PROBLEM DETAILS
Your answer should be the full set of entries, given again without alteration.

DATA TO EXAMINE
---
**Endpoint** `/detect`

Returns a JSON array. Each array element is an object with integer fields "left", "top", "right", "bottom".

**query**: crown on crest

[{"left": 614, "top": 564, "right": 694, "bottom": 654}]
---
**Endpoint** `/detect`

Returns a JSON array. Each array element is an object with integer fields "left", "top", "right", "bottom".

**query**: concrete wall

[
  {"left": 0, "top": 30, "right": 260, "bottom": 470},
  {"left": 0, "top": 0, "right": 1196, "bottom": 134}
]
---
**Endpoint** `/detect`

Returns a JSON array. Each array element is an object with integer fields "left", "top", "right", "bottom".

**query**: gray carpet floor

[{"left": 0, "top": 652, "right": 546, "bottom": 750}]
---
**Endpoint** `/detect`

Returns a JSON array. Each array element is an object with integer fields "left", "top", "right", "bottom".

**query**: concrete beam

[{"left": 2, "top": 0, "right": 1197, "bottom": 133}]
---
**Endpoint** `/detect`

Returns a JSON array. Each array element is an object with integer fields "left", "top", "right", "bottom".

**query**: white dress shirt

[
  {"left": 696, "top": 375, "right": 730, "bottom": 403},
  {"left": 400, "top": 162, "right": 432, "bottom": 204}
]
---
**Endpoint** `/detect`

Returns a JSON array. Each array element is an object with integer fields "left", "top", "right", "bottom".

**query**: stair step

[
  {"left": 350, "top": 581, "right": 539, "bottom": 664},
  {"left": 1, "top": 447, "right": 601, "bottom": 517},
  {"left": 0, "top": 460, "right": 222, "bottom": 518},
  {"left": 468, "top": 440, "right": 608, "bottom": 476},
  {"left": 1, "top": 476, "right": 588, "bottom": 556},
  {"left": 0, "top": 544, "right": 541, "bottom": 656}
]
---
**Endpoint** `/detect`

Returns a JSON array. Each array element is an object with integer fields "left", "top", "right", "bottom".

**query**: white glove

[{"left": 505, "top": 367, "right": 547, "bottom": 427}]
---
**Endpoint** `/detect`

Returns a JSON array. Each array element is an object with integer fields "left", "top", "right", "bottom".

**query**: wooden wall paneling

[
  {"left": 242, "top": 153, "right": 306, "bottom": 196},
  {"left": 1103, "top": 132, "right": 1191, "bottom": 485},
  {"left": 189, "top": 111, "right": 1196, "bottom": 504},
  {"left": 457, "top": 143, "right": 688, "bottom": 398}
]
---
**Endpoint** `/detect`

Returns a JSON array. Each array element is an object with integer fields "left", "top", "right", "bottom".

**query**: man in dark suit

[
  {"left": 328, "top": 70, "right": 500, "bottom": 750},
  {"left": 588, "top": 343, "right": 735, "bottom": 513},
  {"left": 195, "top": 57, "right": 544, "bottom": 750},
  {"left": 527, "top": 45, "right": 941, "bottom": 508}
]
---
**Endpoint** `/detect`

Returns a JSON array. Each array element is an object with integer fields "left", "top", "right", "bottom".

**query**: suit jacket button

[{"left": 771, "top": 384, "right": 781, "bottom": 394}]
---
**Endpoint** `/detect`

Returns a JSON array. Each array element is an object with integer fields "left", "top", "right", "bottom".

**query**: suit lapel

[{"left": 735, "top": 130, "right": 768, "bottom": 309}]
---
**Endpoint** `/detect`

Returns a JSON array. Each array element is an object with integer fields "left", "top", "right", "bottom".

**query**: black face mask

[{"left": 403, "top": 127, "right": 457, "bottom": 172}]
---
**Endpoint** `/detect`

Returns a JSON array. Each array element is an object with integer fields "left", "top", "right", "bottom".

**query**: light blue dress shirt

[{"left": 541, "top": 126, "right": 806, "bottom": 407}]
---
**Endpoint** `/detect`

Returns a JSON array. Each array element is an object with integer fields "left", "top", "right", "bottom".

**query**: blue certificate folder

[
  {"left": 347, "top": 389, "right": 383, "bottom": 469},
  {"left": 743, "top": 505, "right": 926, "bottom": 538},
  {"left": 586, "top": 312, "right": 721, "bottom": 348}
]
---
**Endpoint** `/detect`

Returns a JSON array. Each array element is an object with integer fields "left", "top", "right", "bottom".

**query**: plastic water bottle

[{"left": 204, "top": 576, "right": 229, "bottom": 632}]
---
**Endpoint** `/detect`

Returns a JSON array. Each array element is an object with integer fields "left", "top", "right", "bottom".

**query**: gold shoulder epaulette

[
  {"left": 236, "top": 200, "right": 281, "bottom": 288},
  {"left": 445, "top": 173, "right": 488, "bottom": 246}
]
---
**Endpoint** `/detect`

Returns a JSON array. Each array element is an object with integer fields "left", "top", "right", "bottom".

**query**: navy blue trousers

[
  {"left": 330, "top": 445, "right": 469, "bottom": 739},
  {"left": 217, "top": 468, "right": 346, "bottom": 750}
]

TASK RESPONSE
---
**Endpoint** `/detect`

Returns a JSON array. Each array element is an object with integer fields "left", "top", "right", "bottom".

**query**: crown on crest

[{"left": 614, "top": 564, "right": 694, "bottom": 654}]
---
**Endpoint** `/detect`

Returns a JSON array. Each array element is an object with integer fields "left", "top", "right", "bottom".

**query**: concrete wall

[
  {"left": 0, "top": 30, "right": 260, "bottom": 470},
  {"left": 0, "top": 0, "right": 1196, "bottom": 134}
]
---
**Endpoint** `/detect`

Returns a JSON array. Each array element is an object with integer fields "left", "top", "right", "bottom".

**query**: gray carpet floor

[{"left": 0, "top": 652, "right": 546, "bottom": 750}]
---
**Endpoint** `/detect`

Returns a JSON array. Each array element is an object with integer fields "left", "top", "right", "bottom".

**query**: concrete beam

[{"left": 2, "top": 0, "right": 1197, "bottom": 133}]
---
**Endpoint** `/detect`

Returns a JSON array. Each array element is an object with integer fields "left", "top", "right", "bottom".

**query**: white dress shirt

[
  {"left": 696, "top": 375, "right": 730, "bottom": 403},
  {"left": 400, "top": 162, "right": 432, "bottom": 204}
]
---
**Endpoint** `/detect`

Returns a JSON array. Each array element is an object with integer fields "left", "top", "right", "bottom".

**query**: stair step

[
  {"left": 350, "top": 581, "right": 539, "bottom": 664},
  {"left": 1, "top": 447, "right": 601, "bottom": 517},
  {"left": 0, "top": 460, "right": 222, "bottom": 518},
  {"left": 468, "top": 440, "right": 608, "bottom": 476},
  {"left": 1, "top": 476, "right": 588, "bottom": 556},
  {"left": 0, "top": 544, "right": 541, "bottom": 656}
]
---
**Endpoint** `/detect`

Returns a JSON array. Each array element is an object with integer fields "left", "top", "right", "bottom".

**query**: white glove

[{"left": 505, "top": 367, "right": 547, "bottom": 427}]
---
**Endpoint** `/detect`

Returns a JSON array. Each array element is an object with integer fields "left", "top", "right", "bottom".

**query**: wooden wall paneling

[
  {"left": 242, "top": 153, "right": 306, "bottom": 196},
  {"left": 1103, "top": 132, "right": 1191, "bottom": 485},
  {"left": 189, "top": 111, "right": 1196, "bottom": 504},
  {"left": 457, "top": 143, "right": 688, "bottom": 398}
]
---
**Endpoint** `/detect`

Returns a JSON array. Each array element is an object with integer fields "left", "top", "right", "bottom".

**query**: man in dark suit

[
  {"left": 328, "top": 70, "right": 500, "bottom": 750},
  {"left": 588, "top": 343, "right": 735, "bottom": 513},
  {"left": 195, "top": 57, "right": 544, "bottom": 750},
  {"left": 527, "top": 45, "right": 941, "bottom": 508}
]
---
**Endpoint** `/detect`

Returns a JSON array. Each array element is an object with integer fields "left", "top", "right", "bottom".

**query**: suit jacket button

[{"left": 771, "top": 384, "right": 781, "bottom": 394}]
---
**Endpoint** `/detect`

Returns a JSON array. Each array element is an object with integer fields "left", "top", "right", "bottom".

**query**: suit lapel

[{"left": 735, "top": 130, "right": 768, "bottom": 309}]
---
**Endpoint** `/detect`

Returns a JSON array. Each array element is an object with integer fields "left", "top", "right", "bottom".

**query**: black face mask

[{"left": 403, "top": 127, "right": 457, "bottom": 172}]
---
**Endpoint** `/detect`

Returns a JSON array. Each array element is an object with integer fields "left", "top", "right", "bottom".

**query**: light blue dress shirt

[{"left": 541, "top": 126, "right": 806, "bottom": 407}]
---
**Endpoint** `/detect`

Returns a JSON array. Each array element is an object with integer fields "left", "top", "right", "bottom".

**query**: blue certificate folder

[
  {"left": 347, "top": 389, "right": 383, "bottom": 469},
  {"left": 743, "top": 505, "right": 926, "bottom": 538},
  {"left": 586, "top": 312, "right": 721, "bottom": 348}
]
---
**Endpoint** `/detect`

Returns a JSON array. Each array element is an object with integer fields "left", "top", "right", "bottom".

**query**: plastic water bottle

[{"left": 204, "top": 576, "right": 229, "bottom": 632}]
---
**Endpoint** `/detect`

Returns a JSON array. Each array element is an object with integer fields "left", "top", "right", "bottom".

**query**: gold shoulder epaulette

[
  {"left": 236, "top": 200, "right": 281, "bottom": 288},
  {"left": 445, "top": 173, "right": 488, "bottom": 246}
]
---
**Endpoint** `/detect`

Returns a JSON array. Each array element is an object with integer fields "left", "top", "right", "bottom".

**query**: navy blue trousers

[
  {"left": 330, "top": 445, "right": 469, "bottom": 739},
  {"left": 217, "top": 468, "right": 346, "bottom": 750}
]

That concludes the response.